_Page_
Lots of cool stuff here! The obvious standout part of this game is the sword. It both looks and feels really good to use. If there's one critique I have about the sword it's that I'd like it to be an even more central mechanic. By that I mean, right now the sword only really interacts with the combat half of the game, and not the platforming half (or if it does, I completely missed it). If you could find some way to make it meaningfully interact with platforming as well, that'd really elevate this game, as the sword is absolutely the best part of this game and what makes it stand apart from other, similar games.
Minor Art Critique: sometimes the background is hard to distinguish from the foreground. It's not always clear what I can go through and what I'll collide with.
Platforming Critiques: The platforming controls feel pretty bare-bones right now. They don't necessarily feel bad, but there's lots of room for improvement. Jumping in particular feels very much like it's just a simple "if on ground and button currently down, jump", which doesn't give very fine control.

_Data entries_
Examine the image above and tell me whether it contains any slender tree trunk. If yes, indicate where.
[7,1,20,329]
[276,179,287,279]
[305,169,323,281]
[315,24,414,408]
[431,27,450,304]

_Exercise instructions_
1. List each part of the game that the game feedback pairs with the word "critique," in any form.
2. Reproduce the game feedback between "Minor Art Critique: sometimes" and "I'll collide with.", inclusive.

_Written answers_
1.
- The sword
- The art
- The platforming

2.
Minor Art Critique: sometimes the background is hard to distinguish from the foreground. It's not always clear what I can go through and what I'll collide with.